- **Task instructions**
a - In the article about the West Philadelphia High School car club, list every person mentioned by full name.
b - In the article about the West Philadelphia High School car club, swap "arson fires" for "break-ins" and write out everything from "Boyz Under the" down to "needed 114 stitches.".
c - Write the next part of the article about the West Philadelphia High School car club, carrying on from its final paragraph.

Boyz Under the Hood
Written by David Kushner, Rolling Stone
Thursday November 13th, 2008
Inspired by a renegade teacher, the kids at Philly's toughest high school are saving the environment - and themselves.
Even among the roughest schools in the country, West Philadelphia High School stands out. Situated among boarded-up abandoned buildings and graffiti-covered crack houses, the school has had dozens of arson fires. A Spanish teacher was beaten bloody with a fire extinguisher. A music instructor got a broken jaw after being slugged by a pupil for trying to take away a cell phone. One 15-year-old girl was left for dead after having her face slashed while waiting for her school bus. She survived, but needed 114 stitches.
But in the automotive shop class in a garage next door, a group of African-American students and their scrappy white teacher are making their school famous for something else: building the world’s greenest car. Kids in baggy jeans and sideways hats mill around a sleek purple car they built that runs on biodiesel. Sparks fly from a chainsaw as one boy cuts through an aluminum plate, his long afro held back by the strap of his scuffed goggles.
Behind a windowed wall, half a dozen girls are busy at their iMacs. Samantha Wright — a wry18-year-old in long plaid shorts, white t-shirt and black Converse sneakers — boots up a solar charging station she designed using an image of a rundown Philadelphia parking lot from Google Earth, and augmented it with green roofs and cars. “The photoactive panels convert the sunlight into direct energy,” she explains, pointing to a carport onscreen, “We’re changing the world, man. I have never expected to be doing that.”
Like the other kids in the shop, Wright, the daughter of a phone sex worker and absentee dad, overcame incredible odds to find a haven here at the Electric Vehicle X Club, an after-school program that has been turning these cars and kids around, and that’s not all. While Washington and Detroit hit the skids on delivering alternative fuel cars for the masses, these inner city teens are churning out some of the most badass and competitive eco-wheels on the planet for as little as $15000. As the blog Treehugger puts it, they’re “sending a message to the major US auto manufacturers: if we can do it, why can’t you?”
In addition to clocking their suburban opponents at state science fairs, the EVX Club has crushed colleges and high-financed corporate start-ups with back-to-back titles in the coveted Northeast Sustainable Energy Association’s Tour De Sol, a prestigious eco-car challenge. They modified a Saturn to run on soybean fuel, and transformed a Slovakian kit car into a wildly sporty hybrid called the Hybrid X. “Hybrids don’t have to be slow and ugly like a Prius,” says 18-year-old EV member, Lawrence Jones-Mahoney. “They can be efficient and cool.”

- **Material provided**

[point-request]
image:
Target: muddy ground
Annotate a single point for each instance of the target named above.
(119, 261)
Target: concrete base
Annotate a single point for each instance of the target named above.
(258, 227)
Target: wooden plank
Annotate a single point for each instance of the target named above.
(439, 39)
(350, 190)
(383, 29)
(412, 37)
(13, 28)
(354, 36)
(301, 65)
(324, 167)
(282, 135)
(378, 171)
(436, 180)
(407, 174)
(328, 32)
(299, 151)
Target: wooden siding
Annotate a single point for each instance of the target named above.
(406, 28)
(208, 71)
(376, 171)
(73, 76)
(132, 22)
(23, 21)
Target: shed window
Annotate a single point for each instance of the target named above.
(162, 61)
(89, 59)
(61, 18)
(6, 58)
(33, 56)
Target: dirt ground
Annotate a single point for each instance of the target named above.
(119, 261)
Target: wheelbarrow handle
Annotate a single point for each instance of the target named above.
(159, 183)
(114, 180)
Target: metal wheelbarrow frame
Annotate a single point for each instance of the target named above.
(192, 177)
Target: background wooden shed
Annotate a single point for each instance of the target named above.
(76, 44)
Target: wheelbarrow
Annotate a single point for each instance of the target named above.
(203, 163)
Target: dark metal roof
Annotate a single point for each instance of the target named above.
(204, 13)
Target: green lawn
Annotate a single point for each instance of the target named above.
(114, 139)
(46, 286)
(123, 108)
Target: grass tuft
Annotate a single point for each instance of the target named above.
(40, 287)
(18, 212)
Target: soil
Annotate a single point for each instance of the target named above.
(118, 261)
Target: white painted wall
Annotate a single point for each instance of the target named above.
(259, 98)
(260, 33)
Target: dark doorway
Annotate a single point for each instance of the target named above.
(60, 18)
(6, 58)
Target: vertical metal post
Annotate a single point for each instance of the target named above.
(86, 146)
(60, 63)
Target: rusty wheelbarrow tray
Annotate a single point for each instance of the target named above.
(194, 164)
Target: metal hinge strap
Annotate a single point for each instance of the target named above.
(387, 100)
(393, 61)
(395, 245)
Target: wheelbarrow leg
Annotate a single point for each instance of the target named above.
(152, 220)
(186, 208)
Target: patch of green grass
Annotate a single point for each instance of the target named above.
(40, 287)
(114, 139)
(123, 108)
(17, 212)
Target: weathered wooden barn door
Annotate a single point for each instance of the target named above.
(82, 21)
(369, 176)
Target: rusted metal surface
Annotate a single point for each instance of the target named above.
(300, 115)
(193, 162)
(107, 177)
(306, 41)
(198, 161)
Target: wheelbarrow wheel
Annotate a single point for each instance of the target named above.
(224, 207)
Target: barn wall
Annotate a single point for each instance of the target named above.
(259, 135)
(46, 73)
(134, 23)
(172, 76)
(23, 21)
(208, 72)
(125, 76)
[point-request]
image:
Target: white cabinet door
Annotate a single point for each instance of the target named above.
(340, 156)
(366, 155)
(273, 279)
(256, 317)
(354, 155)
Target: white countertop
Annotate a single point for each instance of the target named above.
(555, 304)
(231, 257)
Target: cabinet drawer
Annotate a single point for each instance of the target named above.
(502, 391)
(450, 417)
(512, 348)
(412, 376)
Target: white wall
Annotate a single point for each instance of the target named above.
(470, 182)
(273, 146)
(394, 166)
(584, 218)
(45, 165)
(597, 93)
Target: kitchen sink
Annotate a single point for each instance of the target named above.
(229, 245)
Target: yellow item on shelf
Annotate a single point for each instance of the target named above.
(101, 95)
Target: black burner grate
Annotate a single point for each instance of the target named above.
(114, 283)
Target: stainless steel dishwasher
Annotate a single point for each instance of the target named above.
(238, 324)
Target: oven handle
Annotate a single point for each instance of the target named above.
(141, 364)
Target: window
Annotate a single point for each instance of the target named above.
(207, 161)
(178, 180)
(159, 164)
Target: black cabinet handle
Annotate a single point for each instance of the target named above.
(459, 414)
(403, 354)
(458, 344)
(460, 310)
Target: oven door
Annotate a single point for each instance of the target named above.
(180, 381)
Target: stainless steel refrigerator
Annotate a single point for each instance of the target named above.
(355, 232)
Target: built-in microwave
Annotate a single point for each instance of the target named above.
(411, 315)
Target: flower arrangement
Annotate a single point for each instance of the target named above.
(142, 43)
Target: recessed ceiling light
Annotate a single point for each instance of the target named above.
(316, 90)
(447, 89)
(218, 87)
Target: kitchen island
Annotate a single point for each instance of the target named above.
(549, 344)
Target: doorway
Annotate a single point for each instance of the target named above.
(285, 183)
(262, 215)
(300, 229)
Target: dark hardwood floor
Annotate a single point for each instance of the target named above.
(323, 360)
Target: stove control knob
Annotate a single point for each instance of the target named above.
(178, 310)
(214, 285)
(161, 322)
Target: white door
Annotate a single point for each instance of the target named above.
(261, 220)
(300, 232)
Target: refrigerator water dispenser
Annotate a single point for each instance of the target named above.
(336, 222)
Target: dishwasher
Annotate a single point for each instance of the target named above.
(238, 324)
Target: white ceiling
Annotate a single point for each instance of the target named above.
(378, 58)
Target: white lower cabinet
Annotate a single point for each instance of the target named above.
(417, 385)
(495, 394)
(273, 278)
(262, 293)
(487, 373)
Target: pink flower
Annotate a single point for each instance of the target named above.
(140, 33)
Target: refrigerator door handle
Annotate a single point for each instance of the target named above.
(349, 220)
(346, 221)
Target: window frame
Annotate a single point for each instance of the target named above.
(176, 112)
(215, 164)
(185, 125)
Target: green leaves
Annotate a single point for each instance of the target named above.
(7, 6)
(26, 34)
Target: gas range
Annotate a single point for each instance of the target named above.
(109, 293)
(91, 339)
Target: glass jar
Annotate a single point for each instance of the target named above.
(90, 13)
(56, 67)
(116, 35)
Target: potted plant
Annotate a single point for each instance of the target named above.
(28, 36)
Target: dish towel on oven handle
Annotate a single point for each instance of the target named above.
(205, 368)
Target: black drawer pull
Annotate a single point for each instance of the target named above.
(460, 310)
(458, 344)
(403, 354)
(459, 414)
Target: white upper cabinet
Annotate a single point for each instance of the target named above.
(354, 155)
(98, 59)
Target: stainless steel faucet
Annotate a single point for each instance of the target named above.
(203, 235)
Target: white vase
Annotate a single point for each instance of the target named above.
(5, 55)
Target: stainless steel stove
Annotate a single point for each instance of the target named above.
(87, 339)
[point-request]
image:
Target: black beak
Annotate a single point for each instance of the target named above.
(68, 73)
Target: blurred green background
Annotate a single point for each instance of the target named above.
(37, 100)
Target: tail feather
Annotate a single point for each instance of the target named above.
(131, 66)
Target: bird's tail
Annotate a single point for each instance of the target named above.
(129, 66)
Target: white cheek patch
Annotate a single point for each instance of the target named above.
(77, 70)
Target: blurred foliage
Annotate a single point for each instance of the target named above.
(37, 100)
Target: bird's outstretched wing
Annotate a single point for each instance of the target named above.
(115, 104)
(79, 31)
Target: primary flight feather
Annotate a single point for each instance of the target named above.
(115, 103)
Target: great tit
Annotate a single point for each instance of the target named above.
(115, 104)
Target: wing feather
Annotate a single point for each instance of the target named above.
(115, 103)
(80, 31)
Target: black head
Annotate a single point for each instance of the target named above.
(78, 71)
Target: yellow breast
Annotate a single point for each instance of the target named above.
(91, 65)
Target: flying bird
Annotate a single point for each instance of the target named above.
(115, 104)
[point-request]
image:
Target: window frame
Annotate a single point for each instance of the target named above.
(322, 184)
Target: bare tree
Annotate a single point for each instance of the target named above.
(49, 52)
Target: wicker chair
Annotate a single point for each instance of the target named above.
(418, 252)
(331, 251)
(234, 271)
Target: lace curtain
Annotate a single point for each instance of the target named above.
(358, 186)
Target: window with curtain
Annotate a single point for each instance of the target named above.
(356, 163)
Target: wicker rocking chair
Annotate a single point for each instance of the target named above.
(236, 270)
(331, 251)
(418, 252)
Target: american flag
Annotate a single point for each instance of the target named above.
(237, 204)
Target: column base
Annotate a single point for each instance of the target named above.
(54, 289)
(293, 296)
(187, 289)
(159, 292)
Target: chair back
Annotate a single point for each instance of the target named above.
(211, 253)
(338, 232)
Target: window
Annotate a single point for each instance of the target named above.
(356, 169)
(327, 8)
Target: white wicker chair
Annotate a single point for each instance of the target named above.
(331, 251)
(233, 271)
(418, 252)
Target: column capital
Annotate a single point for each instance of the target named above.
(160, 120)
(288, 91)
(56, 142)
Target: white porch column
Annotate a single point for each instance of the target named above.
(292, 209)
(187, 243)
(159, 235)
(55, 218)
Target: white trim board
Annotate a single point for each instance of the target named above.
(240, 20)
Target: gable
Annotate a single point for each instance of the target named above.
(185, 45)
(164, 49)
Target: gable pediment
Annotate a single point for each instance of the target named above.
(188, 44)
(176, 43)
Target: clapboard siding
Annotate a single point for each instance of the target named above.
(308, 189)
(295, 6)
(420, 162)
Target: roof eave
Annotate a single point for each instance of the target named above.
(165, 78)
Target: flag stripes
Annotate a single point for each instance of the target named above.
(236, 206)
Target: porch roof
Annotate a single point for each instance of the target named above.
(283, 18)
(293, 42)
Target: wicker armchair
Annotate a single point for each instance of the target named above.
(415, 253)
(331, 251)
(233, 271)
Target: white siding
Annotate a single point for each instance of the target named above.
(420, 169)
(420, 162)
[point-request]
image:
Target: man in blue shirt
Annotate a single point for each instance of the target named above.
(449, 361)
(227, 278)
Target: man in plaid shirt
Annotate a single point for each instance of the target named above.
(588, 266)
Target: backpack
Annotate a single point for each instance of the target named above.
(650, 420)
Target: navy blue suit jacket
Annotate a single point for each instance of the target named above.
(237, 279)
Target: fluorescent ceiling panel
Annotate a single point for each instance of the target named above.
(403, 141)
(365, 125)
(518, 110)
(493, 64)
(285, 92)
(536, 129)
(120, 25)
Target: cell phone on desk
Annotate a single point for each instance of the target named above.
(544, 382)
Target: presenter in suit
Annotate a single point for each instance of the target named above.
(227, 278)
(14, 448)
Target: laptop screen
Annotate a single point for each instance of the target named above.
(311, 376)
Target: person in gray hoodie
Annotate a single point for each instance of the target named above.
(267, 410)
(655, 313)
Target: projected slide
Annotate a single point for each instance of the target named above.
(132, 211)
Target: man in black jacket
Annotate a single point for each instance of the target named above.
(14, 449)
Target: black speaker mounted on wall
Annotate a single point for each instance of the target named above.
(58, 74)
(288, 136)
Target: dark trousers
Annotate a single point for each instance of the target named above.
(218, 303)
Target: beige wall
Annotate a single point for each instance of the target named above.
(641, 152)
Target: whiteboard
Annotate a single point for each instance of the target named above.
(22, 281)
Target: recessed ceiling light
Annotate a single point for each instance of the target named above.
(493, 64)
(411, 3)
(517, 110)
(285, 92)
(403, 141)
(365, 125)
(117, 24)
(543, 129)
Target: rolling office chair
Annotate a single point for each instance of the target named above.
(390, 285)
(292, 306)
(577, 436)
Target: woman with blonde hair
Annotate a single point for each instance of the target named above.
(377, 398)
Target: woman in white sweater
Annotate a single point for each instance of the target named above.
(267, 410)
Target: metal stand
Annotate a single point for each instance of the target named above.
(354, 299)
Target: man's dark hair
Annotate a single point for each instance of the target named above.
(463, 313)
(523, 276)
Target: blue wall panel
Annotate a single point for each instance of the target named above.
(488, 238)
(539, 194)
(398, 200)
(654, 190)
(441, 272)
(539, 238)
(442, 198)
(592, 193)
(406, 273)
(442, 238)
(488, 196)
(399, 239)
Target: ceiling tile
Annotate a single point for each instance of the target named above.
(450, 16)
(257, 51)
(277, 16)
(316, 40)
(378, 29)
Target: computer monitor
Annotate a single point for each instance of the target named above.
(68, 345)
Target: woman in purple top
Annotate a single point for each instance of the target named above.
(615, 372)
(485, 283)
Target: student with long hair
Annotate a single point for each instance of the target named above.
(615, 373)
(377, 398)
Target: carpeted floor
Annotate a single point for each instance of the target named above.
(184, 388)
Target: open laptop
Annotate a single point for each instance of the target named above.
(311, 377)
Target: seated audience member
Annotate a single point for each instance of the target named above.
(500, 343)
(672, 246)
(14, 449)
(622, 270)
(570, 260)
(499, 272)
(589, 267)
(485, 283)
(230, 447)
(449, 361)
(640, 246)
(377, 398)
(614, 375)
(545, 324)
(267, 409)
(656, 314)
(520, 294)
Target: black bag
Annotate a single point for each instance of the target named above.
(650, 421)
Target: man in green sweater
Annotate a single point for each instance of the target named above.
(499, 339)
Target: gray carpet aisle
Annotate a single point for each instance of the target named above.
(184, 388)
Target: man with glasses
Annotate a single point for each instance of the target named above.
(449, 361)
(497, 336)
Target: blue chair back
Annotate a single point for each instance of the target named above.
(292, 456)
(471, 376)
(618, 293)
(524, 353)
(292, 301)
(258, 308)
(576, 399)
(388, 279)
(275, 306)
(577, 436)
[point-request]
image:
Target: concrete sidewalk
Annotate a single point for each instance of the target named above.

- **The responses**
a - David Kushner, Samantha Wright, Lawrence Jones-Mahoney

b -
Boyz Under the Hood
Written by David Kushner, Rolling Stone
Thursday November 13th, 2008
Inspired by a renegade teacher, the kids at Philly's toughest high school are saving the environment - and themselves.
Even among the roughest schools in the country, West Philadelphia High School stands out. Situated among boarded-up abandoned buildings and graffiti-covered crack houses, the school has had dozens of break-ins. A Spanish teacher was beaten bloody with a fire extinguisher. A music instructor got a broken jaw after being slugged by a pupil for trying to take away a cell phone. One 15-year-old girl was left for dead after having her face slashed while waiting for her school bus. She survived, but needed 114 stitches.

c -
Now the team is racing to prove their cars — and themselves — to the world. They’re the dark horse entrants in the Progressive Automotive X-Prize: a worldwide contest to build a car, suitable for mass production, that gets 100 miles per gallon. The contest runs through summer 2010, and the winner gets $10 million. The kids have major competition: over 120 grown-up professional teams including Tesla Motors, the team of dot com moguls behind a flashy electric Roadster supercar, to Neil Young, who’s entering his Linc Volt. Car geeks rank West Philly High in the top 10 X-Prize teams to take the trophy.
Simon Hauger, the 38-year-old neighborhood hero who runs the West Philly High auto school, is working overtime with his students to win. But the checkered flag is theirs. “The fact that we’ve come this far,” Hauger says, looking around the room, “we’ve already won.”
The Bad News Bears story of the EVX team starts with their unlikely mentor, Hauger. With his salt-and-pepper hair and stained shorts and sandals, he has scruffy good looks of a California lifeguard. Wright joking calls him “our Baywatch administrator.” But, as they all know and respect, his street-cred runs deep.
Hauger grew up as one of the only white kids in West Philly, after his divorced hippie dad moved him and his younger brother there in the early 1970s. He was raised just a few blocks from West Philly High and became street savvy and scrappy. But when the time came for high school, his father moved the family to another neighborhood to avoid having to send him there. Hauger couldn’t stay away for long. After graduating with an engineering degree from Drexel University, he got assigned to teach math and science at West Philly High School. He returned to find the neighborhood in worse shape than ever. Crack vials littered the streets. Metal detectors stood at the entrance of the school. A kid got shot in a classroom down the hall. “I was scared to death,” he recalls.
It got worse when Hauger was transferred to the West Philadelphia High School Academy for Automotive and Mechanical Engineering next door. Since Auto, as its nicknamed, launched in 1992, it had become a dumping ground for the worst of the worst students from the main building. Hauger didn’t know much about cars, beyond fixing up his junky Fiat . The kids tested him off the bat, telling him to fuck off and threatening to kick his ass. Hauger quickly found respect by both standing up to them, and, more importantly, showing them he cared. “The teachers in the main building didn’t care about us,” says Wright, “but Hauger did.”
Hauger quickly realized that the Auto school, in fact, was housing of some of the smartest kids around. The Auto shop also had a woolly former Air Force mechanic turned car geek nicknamed the Professor, and a philosophy-quoting body shop genius. Inspired by what he found Hauger began trying to turn Auto around. When a go-kart was donated to the school, Hauger decided to start an after-school science group that would work on building electric motor for the kart. He called it the Electric Vehicle Club. One by one, kids trickled in after school — gang members, drug dealers. One kid had a 150 IQ, but a mom on crack and a dad dying of AIDS. The kid was bouncing between foster homes, and stealing credit cards on the side. But when Hauger slapped a wrench in the kid’s hand, he transformed. “When he would work on project, he would block out all the crap in his life,” Hauger recalls, “and he became a mad scientist. Working on this made all the math and science hands on.”
West Philly High School, which had never placed in the city science fair before, took second out of 600 projects with its electric go-kart. “As a teacher, it motivated me that this kind of incredible success was possible,” Hauger says, “and it motivated the kids. For the first time, this school had a success.”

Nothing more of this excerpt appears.